_THE TASK:_
Could you give the records again from the line with "For every instance of the calm" to the line with "[[17, 173], [318, 292], [42, 263], [218, 238], [326, 174]]", changing "glacial lake" to "mountain lake" and keeping everything else the same?

_MATERIAL PROVIDED:_
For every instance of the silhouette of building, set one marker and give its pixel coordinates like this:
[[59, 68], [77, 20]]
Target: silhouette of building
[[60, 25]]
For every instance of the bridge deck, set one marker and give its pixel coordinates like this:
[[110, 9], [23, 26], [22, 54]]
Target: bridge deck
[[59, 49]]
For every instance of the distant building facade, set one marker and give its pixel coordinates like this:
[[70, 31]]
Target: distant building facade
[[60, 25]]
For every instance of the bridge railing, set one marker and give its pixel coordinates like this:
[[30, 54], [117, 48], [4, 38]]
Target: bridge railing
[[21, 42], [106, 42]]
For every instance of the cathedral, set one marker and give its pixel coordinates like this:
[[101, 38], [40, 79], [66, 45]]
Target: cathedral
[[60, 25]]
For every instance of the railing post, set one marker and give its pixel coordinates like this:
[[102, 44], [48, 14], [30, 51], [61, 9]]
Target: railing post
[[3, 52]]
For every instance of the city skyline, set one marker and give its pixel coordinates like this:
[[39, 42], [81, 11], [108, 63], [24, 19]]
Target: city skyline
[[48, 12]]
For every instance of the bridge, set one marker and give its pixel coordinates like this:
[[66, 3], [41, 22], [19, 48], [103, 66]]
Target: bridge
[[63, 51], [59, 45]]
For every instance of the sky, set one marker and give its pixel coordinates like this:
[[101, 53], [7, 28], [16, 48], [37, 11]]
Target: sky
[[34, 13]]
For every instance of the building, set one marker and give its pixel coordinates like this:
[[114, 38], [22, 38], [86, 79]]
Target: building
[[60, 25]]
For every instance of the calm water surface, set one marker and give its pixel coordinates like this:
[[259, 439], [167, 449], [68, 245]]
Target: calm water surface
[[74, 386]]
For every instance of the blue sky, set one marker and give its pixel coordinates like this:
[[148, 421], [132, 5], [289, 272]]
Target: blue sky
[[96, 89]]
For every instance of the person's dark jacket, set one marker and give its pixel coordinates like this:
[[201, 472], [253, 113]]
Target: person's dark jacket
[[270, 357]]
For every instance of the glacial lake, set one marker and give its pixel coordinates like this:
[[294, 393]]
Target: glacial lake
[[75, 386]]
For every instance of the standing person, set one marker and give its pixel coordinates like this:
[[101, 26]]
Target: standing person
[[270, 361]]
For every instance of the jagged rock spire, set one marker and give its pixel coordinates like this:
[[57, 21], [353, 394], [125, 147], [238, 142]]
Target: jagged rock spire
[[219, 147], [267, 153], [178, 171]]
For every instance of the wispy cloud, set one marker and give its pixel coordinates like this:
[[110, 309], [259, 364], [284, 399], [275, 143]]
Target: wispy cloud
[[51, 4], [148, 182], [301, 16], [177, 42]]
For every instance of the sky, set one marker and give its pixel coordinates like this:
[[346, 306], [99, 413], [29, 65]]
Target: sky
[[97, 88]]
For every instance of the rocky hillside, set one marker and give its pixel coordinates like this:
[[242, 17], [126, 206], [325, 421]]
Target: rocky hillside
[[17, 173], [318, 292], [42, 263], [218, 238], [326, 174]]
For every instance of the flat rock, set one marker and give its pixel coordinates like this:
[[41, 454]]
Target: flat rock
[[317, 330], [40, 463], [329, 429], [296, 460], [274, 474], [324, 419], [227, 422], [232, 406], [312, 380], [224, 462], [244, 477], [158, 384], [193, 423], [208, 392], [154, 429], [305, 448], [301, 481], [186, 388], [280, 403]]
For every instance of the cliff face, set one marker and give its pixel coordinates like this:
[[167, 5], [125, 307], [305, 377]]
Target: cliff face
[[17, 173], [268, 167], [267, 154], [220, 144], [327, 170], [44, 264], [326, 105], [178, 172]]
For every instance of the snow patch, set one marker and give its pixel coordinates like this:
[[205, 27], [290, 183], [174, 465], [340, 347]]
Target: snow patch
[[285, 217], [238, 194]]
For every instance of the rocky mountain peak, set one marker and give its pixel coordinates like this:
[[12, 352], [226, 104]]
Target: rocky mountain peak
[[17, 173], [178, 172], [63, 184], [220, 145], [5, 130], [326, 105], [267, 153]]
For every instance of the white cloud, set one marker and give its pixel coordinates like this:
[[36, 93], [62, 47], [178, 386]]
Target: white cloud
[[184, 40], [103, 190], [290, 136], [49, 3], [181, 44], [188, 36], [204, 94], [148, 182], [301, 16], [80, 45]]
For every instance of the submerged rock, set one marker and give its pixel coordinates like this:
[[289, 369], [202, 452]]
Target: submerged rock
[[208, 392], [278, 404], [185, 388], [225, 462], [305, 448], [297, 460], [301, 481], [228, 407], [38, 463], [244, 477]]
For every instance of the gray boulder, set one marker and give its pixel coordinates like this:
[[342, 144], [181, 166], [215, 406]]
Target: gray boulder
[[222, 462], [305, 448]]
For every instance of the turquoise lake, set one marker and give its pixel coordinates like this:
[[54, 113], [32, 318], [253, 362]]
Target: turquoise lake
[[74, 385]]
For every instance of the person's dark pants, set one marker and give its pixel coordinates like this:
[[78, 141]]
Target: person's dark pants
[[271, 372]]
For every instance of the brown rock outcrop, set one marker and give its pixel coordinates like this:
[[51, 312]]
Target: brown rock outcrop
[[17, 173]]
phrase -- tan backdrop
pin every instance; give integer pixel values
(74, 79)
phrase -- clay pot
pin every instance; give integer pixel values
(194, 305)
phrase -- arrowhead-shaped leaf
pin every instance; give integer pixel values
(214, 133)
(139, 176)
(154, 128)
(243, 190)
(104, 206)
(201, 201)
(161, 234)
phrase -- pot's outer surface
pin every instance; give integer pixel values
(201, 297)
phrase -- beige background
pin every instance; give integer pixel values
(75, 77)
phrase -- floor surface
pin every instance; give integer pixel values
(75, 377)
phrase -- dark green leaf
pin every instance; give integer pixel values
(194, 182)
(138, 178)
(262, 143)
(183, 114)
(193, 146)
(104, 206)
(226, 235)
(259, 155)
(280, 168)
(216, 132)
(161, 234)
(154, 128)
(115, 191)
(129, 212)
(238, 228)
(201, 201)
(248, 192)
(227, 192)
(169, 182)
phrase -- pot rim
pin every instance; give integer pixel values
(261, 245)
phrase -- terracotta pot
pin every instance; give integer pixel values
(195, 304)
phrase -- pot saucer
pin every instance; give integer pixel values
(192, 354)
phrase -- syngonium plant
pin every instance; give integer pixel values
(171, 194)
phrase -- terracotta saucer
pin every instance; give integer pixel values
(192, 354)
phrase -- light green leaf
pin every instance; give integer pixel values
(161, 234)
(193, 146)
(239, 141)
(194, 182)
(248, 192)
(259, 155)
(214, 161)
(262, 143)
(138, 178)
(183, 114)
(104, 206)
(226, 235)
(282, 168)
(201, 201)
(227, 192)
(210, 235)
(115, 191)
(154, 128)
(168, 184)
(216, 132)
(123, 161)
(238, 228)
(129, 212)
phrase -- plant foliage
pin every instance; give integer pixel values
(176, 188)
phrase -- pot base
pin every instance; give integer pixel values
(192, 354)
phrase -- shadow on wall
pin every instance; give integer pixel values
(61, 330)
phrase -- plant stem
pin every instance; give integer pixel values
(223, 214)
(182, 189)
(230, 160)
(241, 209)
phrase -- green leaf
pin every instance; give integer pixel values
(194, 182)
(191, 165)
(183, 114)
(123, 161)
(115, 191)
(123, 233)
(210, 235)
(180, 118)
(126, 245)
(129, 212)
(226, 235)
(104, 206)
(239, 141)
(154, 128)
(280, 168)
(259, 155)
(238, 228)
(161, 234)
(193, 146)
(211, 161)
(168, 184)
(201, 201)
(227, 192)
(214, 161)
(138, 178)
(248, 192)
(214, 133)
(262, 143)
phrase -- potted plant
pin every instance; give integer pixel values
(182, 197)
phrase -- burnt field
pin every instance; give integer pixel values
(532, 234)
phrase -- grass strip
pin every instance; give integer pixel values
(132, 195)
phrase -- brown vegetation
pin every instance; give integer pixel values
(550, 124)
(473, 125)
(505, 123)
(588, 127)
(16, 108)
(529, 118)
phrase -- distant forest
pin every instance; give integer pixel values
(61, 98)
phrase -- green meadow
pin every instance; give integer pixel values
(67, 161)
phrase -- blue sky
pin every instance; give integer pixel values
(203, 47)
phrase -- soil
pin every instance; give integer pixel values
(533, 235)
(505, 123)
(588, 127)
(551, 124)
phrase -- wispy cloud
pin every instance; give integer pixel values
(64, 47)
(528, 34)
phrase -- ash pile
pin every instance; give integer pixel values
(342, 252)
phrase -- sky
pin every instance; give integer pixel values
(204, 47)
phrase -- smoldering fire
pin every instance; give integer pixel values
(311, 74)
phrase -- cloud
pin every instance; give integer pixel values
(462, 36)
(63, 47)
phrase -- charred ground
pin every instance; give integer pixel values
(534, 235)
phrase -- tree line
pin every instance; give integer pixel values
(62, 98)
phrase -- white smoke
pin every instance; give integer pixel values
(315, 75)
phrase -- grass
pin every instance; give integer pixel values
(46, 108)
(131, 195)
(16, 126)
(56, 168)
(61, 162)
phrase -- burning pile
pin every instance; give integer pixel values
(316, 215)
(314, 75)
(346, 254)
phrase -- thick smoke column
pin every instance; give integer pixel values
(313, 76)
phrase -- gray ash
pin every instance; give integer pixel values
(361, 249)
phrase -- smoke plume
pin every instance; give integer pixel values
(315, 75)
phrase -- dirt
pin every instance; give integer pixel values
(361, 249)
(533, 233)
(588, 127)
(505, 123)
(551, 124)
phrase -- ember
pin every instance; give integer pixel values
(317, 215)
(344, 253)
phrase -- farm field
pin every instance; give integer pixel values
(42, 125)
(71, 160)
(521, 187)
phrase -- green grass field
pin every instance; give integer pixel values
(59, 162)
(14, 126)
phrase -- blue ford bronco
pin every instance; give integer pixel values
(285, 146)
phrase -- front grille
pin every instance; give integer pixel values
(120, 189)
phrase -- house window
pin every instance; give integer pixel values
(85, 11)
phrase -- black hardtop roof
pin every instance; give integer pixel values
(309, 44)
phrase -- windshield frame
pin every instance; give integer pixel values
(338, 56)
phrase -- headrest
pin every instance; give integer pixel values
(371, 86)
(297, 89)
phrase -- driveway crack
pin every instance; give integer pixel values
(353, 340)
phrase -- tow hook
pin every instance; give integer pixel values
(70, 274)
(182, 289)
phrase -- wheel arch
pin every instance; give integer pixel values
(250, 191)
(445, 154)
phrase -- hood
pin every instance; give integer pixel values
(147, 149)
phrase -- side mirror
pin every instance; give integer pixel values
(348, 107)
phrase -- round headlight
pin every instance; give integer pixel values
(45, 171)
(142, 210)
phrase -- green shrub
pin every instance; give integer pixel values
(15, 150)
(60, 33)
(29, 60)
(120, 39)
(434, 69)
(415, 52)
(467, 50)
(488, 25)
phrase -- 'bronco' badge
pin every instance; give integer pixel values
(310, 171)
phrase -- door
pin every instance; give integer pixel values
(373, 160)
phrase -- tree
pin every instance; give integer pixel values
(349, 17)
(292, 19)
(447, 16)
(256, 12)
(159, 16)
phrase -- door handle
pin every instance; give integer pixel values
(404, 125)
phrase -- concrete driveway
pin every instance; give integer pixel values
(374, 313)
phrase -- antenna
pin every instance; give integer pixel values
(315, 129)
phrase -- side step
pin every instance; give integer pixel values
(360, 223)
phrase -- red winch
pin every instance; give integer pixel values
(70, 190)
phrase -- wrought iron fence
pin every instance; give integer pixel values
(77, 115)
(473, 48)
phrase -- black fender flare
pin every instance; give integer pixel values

_TASK RESULT:_
For every instance of the calm water surface, set one marker and give its pixel coordinates like this:
[[259, 439], [167, 449], [68, 245]]
Target: calm water surface
[[74, 386]]
For every instance of the blue sky, set one marker and give its pixel coordinates like this:
[[148, 421], [132, 5], [289, 272]]
Target: blue sky
[[96, 89]]
For every instance of the person's dark jacket, set one marker and give its pixel coordinates like this:
[[201, 472], [253, 113]]
Target: person's dark jacket
[[270, 357]]
For every instance of the mountain lake, set one marker and give its pixel coordinates like this:
[[294, 393]]
Target: mountain lake
[[75, 386]]
For every instance of the standing person, set one marker and give its pixel coordinates like this:
[[101, 26]]
Target: standing person
[[270, 361]]
For every instance of the jagged rock spire, set one marker and give its pixel coordinates like this:
[[57, 21], [353, 394], [125, 147], [238, 142]]
Target: jagged rock spire
[[219, 147], [267, 153], [178, 171]]
For every instance of the wispy cloud, set one marker and give its pixel coordinates like this:
[[110, 309], [259, 364], [284, 399], [275, 143]]
Target: wispy cloud
[[51, 4], [148, 182], [301, 16], [177, 42]]
For every instance of the sky, set one marker and give its pixel coordinates like this:
[[346, 306], [99, 413], [29, 65]]
Target: sky
[[97, 88]]
For every instance of the rocky hillside, set one marker and give its pixel coordinates like this:
[[242, 17], [126, 206], [325, 421]]
Target: rocky hillside
[[17, 173], [318, 292], [42, 263], [218, 238], [326, 174]]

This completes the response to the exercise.